Goal: Write the lines as a numbered list, skipping blank ones, from the first line through the line containing "[545,83,592,134]", including that line. Leave the pictures out.

Records provided:
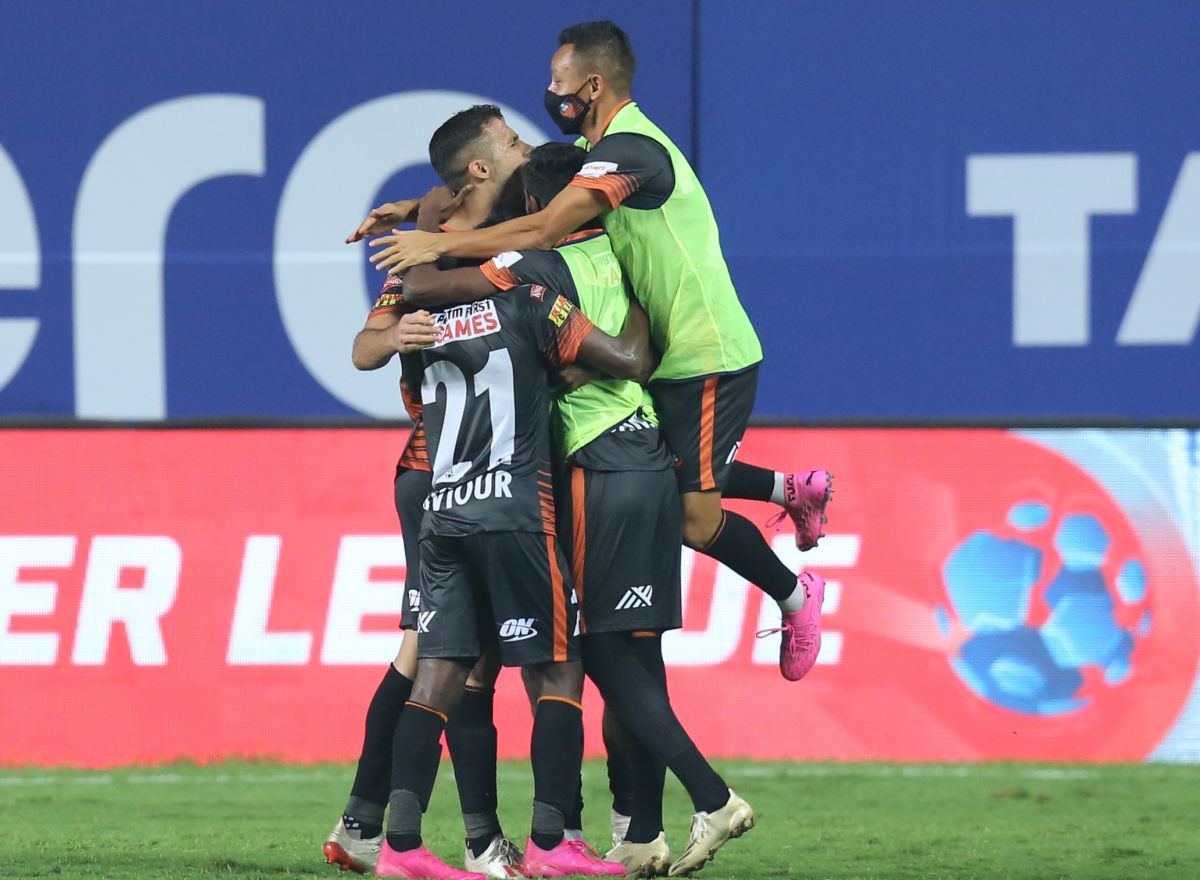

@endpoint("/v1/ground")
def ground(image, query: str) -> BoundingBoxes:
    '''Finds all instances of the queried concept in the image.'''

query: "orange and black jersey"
[479,229,605,291]
[419,286,593,537]
[570,132,674,210]
[370,275,430,473]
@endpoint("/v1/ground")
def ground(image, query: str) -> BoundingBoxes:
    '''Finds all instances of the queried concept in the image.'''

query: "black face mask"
[545,83,592,134]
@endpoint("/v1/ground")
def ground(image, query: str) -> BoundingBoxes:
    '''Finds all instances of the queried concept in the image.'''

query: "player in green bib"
[371,22,832,696]
[403,143,754,875]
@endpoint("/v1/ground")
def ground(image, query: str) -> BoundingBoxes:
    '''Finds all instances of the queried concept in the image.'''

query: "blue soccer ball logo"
[937,502,1151,716]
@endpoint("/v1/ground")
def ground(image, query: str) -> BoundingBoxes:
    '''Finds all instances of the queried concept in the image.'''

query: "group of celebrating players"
[324,22,832,880]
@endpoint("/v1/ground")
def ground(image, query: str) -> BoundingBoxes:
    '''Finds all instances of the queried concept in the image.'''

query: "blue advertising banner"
[697,0,1200,421]
[0,0,692,420]
[0,0,1200,424]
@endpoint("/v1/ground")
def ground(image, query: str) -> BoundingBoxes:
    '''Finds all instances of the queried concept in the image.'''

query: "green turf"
[0,762,1200,880]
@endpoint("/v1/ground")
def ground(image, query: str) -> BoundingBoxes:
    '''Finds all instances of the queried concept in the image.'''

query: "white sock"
[778,579,804,613]
[770,473,787,507]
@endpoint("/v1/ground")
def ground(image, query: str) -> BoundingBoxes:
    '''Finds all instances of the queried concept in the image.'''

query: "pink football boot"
[767,471,833,550]
[521,838,625,876]
[376,839,487,880]
[755,571,824,682]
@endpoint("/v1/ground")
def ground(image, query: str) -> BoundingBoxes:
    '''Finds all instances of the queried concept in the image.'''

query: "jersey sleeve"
[524,285,595,366]
[370,275,408,318]
[570,132,674,209]
[480,251,578,295]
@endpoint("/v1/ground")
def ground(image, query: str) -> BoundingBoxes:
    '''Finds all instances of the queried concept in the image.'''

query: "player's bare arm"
[346,198,421,245]
[576,303,658,383]
[404,263,499,309]
[370,186,610,273]
[352,311,438,370]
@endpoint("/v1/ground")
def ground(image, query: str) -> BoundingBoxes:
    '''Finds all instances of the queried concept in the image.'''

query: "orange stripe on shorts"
[700,376,716,491]
[546,534,566,663]
[571,467,588,633]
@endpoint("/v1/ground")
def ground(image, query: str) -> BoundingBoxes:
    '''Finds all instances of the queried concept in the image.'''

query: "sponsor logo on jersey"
[372,291,404,311]
[580,162,617,178]
[617,583,654,611]
[492,251,521,269]
[550,295,575,327]
[500,617,538,641]
[608,409,658,433]
[433,299,500,348]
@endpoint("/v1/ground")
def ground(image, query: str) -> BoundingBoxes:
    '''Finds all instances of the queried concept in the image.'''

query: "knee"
[683,492,724,550]
[683,511,721,550]
[538,660,583,702]
[410,658,474,714]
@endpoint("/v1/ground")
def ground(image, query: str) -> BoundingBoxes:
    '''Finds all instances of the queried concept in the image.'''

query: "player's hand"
[391,310,438,354]
[367,229,444,275]
[556,364,596,394]
[416,184,475,232]
[346,198,421,245]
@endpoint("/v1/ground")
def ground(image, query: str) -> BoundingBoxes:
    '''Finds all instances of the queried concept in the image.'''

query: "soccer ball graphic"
[936,501,1151,716]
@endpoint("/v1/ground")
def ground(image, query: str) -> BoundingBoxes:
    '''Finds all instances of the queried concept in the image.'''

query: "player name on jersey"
[433,299,500,348]
[421,471,512,513]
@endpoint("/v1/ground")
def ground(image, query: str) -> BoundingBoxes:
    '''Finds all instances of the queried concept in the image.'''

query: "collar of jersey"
[554,229,605,247]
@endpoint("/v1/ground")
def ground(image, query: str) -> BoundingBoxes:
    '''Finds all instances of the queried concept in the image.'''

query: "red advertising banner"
[0,429,1200,767]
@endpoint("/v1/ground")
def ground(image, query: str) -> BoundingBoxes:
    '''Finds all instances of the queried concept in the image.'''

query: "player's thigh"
[649,366,758,492]
[416,535,487,668]
[395,467,432,629]
[568,468,682,633]
[473,532,578,666]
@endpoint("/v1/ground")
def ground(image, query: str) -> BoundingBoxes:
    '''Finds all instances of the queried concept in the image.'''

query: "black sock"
[700,510,796,601]
[721,461,775,501]
[601,704,634,816]
[388,702,445,851]
[346,663,413,837]
[529,696,583,850]
[446,686,502,856]
[563,773,583,831]
[582,633,728,816]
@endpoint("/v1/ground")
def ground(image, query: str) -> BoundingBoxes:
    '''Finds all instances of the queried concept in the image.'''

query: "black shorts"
[396,467,433,629]
[416,532,580,666]
[648,365,758,492]
[558,467,683,635]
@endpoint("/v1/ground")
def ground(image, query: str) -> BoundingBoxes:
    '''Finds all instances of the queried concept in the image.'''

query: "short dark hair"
[521,140,588,206]
[558,22,637,94]
[430,104,504,192]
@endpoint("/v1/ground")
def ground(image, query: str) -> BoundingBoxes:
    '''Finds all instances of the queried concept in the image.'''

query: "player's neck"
[580,91,630,146]
[445,187,496,229]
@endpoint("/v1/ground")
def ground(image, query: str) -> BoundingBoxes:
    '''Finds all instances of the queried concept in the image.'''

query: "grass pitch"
[0,762,1200,880]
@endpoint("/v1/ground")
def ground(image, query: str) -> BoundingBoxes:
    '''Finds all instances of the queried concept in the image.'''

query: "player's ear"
[467,158,492,181]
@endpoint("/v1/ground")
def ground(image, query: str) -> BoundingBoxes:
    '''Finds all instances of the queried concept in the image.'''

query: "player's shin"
[343,663,413,838]
[388,701,446,852]
[698,510,804,611]
[529,696,583,850]
[446,684,502,857]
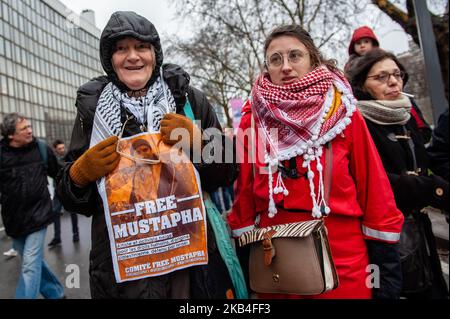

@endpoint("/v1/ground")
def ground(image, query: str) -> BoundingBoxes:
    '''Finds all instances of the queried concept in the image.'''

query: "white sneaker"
[3,248,18,257]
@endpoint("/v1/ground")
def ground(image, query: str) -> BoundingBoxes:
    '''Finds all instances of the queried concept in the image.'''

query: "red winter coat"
[228,102,403,298]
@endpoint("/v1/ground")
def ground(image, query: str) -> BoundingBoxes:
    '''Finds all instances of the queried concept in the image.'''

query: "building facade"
[0,0,103,143]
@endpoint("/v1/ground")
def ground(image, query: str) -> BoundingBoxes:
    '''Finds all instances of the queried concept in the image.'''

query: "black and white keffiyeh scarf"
[90,77,176,147]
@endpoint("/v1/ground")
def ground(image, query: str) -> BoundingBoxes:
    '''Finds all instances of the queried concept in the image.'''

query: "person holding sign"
[58,12,236,298]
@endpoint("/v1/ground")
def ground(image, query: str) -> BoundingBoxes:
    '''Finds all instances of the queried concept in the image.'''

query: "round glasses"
[367,70,405,83]
[266,49,308,68]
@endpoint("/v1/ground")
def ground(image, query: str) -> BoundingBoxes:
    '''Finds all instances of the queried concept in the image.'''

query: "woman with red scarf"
[228,25,403,299]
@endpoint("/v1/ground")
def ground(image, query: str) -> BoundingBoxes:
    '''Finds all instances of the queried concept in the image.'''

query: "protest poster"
[99,133,208,282]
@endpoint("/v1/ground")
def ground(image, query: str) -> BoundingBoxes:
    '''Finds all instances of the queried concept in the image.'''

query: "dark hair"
[264,24,337,71]
[0,113,27,140]
[346,48,408,100]
[53,139,64,148]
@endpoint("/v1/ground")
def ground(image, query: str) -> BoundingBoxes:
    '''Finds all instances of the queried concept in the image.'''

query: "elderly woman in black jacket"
[58,12,236,298]
[348,49,449,298]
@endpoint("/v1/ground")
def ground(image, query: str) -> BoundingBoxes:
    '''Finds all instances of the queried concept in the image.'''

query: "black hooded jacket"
[0,139,59,238]
[57,12,237,298]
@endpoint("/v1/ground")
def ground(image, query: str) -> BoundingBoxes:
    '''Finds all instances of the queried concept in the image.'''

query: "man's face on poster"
[134,144,153,159]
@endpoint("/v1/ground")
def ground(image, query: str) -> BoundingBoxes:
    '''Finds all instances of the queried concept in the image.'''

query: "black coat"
[366,118,449,298]
[57,65,237,298]
[0,139,59,238]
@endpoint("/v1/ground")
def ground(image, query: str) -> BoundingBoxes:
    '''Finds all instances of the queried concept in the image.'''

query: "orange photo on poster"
[99,133,208,282]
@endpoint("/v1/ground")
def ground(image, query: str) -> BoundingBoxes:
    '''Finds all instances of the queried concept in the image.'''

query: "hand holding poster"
[99,133,208,282]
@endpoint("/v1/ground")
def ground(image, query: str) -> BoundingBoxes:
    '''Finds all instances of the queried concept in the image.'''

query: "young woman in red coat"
[228,25,403,298]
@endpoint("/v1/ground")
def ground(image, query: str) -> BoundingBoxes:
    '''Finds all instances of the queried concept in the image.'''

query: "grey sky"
[60,0,408,60]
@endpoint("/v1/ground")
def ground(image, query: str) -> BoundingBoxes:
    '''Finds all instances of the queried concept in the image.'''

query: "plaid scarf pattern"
[252,66,356,160]
[252,66,356,218]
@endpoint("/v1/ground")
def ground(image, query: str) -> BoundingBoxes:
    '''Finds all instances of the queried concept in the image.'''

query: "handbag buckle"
[262,229,276,267]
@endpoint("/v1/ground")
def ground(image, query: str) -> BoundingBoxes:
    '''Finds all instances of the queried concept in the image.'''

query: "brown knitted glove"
[161,113,202,148]
[69,136,120,187]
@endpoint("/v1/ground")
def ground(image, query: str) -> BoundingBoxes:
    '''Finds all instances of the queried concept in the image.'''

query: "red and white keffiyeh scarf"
[252,66,356,218]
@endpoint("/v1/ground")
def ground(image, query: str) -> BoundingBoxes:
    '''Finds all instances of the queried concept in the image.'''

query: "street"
[0,213,91,299]
[0,212,449,299]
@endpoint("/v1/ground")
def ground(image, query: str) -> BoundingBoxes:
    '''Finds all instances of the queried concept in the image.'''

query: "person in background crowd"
[344,26,380,73]
[344,26,431,143]
[0,113,64,299]
[58,12,236,298]
[427,109,449,223]
[228,25,403,299]
[427,109,449,180]
[349,49,449,298]
[48,140,80,247]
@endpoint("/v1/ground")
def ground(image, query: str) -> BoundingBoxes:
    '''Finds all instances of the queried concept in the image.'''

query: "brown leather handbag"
[239,219,339,295]
[239,144,339,295]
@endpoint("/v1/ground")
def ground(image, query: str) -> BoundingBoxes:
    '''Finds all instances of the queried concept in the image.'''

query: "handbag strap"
[323,142,333,204]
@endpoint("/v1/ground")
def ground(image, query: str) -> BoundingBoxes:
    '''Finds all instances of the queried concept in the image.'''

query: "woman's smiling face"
[111,37,156,91]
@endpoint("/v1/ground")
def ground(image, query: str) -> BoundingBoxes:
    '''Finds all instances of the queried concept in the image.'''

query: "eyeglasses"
[116,117,161,164]
[266,49,308,68]
[367,71,405,83]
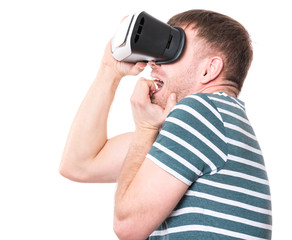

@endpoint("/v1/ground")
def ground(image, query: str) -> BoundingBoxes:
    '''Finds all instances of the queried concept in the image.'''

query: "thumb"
[164,93,177,117]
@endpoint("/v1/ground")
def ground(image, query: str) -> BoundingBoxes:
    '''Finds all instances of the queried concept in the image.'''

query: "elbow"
[114,218,149,240]
[59,158,86,182]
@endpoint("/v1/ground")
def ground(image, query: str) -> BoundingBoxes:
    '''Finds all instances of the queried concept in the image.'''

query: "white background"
[0,0,292,240]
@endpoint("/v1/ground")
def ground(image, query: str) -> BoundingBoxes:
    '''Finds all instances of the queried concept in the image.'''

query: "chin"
[151,96,166,108]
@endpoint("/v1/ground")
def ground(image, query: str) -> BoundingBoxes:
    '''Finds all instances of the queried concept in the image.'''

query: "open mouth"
[152,78,164,94]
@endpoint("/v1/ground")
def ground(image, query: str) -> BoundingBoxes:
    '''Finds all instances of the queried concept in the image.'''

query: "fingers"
[164,93,177,117]
[128,62,147,76]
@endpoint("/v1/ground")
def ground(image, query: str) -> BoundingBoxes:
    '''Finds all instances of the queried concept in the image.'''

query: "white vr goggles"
[112,12,186,64]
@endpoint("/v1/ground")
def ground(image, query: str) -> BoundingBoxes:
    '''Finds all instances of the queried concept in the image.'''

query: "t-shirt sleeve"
[146,94,227,185]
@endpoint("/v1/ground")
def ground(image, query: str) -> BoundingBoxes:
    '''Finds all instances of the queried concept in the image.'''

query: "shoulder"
[166,93,224,133]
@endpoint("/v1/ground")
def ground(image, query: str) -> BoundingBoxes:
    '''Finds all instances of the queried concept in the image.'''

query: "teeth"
[154,82,159,91]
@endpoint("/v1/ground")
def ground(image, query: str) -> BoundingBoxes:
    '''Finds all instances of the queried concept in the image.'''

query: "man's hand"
[131,78,176,131]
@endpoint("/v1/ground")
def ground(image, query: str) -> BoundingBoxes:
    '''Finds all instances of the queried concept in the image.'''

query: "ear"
[201,57,223,84]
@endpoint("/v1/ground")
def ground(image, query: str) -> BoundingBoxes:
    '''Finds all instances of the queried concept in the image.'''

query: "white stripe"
[150,225,266,240]
[226,138,262,155]
[160,130,217,174]
[171,207,272,230]
[197,178,271,201]
[153,142,202,176]
[186,190,272,216]
[218,169,269,185]
[218,108,250,125]
[231,97,245,110]
[170,105,226,142]
[227,154,266,171]
[186,95,223,122]
[223,122,257,141]
[146,154,193,186]
[166,117,227,162]
[209,97,244,111]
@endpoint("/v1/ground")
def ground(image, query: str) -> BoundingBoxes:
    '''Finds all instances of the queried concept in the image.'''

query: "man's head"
[150,10,253,106]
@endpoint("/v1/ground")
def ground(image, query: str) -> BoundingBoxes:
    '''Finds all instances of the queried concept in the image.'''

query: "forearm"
[61,66,121,172]
[115,129,158,205]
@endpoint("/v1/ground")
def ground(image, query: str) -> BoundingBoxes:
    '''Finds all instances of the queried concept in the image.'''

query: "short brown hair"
[168,10,253,91]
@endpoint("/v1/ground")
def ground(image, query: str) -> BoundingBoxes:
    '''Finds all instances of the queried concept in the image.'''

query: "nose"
[148,61,161,69]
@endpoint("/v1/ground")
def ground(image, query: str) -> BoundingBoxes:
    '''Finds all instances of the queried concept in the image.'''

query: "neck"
[199,80,239,97]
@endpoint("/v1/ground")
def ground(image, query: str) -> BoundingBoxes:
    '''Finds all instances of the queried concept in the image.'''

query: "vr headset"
[111,12,186,64]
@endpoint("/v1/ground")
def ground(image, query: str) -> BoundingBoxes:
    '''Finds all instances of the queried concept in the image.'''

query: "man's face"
[150,27,205,108]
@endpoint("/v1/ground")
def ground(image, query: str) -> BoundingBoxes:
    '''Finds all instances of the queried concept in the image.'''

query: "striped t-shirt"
[147,93,272,240]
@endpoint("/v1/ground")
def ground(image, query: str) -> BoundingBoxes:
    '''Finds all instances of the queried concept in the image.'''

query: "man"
[60,10,272,240]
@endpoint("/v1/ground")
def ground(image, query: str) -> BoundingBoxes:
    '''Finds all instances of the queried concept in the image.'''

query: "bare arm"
[114,79,188,240]
[60,43,146,182]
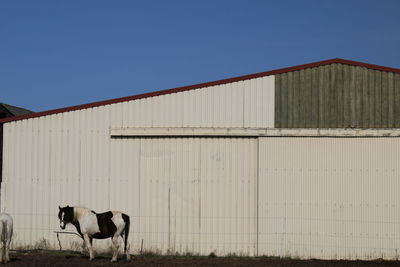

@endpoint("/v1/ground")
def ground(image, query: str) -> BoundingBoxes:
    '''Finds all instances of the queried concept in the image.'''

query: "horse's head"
[58,206,74,230]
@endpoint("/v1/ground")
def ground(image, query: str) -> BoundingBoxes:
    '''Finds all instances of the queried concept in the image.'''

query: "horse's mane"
[74,207,92,221]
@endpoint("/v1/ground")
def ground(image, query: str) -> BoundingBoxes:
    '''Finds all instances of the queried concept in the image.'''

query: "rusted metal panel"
[275,64,400,128]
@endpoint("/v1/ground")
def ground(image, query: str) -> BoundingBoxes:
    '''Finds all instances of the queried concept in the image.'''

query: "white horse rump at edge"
[0,213,13,263]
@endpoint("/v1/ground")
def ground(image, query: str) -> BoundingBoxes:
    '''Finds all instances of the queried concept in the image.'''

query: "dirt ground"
[7,251,400,267]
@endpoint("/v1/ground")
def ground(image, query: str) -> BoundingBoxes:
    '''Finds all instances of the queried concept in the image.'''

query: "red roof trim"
[0,58,400,123]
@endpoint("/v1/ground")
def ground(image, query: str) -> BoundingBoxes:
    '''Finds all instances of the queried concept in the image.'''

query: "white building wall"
[0,76,274,254]
[258,137,400,260]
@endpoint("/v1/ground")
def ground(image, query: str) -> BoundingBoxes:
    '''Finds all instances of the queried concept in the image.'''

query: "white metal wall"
[0,76,274,253]
[110,138,257,255]
[258,137,400,259]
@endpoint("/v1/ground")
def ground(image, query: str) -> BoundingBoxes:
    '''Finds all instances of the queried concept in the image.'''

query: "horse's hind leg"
[4,238,11,262]
[111,236,119,262]
[83,234,94,260]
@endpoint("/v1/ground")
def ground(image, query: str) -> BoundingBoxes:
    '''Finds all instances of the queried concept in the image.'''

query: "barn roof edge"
[0,58,400,124]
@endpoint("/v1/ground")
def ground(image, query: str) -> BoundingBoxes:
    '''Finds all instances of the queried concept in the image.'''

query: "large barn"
[0,59,400,259]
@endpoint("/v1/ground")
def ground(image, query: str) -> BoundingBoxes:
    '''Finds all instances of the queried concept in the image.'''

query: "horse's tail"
[122,213,131,253]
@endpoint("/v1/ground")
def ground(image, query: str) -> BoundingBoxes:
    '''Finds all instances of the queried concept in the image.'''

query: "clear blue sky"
[0,0,400,111]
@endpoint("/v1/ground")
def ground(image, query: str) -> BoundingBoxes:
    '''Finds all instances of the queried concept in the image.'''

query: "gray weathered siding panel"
[275,64,400,128]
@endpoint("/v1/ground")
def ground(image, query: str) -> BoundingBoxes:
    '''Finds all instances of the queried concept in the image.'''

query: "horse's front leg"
[83,234,94,260]
[5,237,11,262]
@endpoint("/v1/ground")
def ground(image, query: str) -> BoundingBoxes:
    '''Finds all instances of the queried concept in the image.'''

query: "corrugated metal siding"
[275,64,400,128]
[1,76,274,253]
[259,137,400,259]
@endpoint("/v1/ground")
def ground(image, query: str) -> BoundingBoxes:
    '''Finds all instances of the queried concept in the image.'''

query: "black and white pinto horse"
[58,206,130,262]
[0,213,13,263]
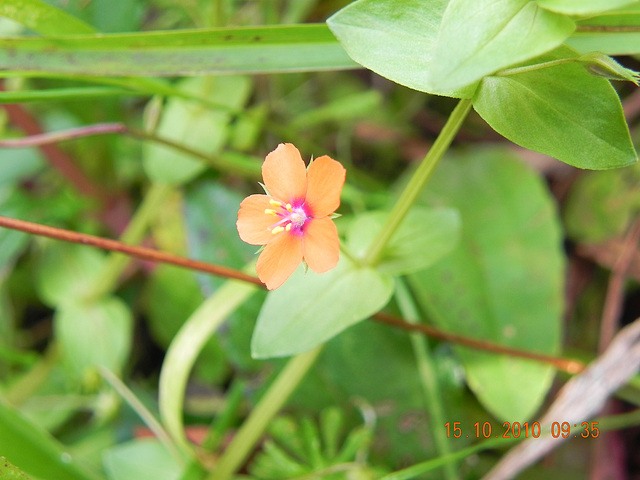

Solution:
1. @endpoint("/v1/ground")
2. def ground(image, query: str) -> BoundingBoxes:
3.     '''Finds all instances of the queried concept in the image.'''
4. query: "orange and black jersey"
5. [479,229,605,291]
6. [419,286,593,537]
7. [570,132,674,210]
8. [370,275,430,473]
9. @endpoint("/v1/ground")
10. def ground(image, query: str) -> BoundingBoxes:
11.     '''Finds all instances of the queried concept in the image.'''
12. query: "black face mask"
13. [545,83,592,134]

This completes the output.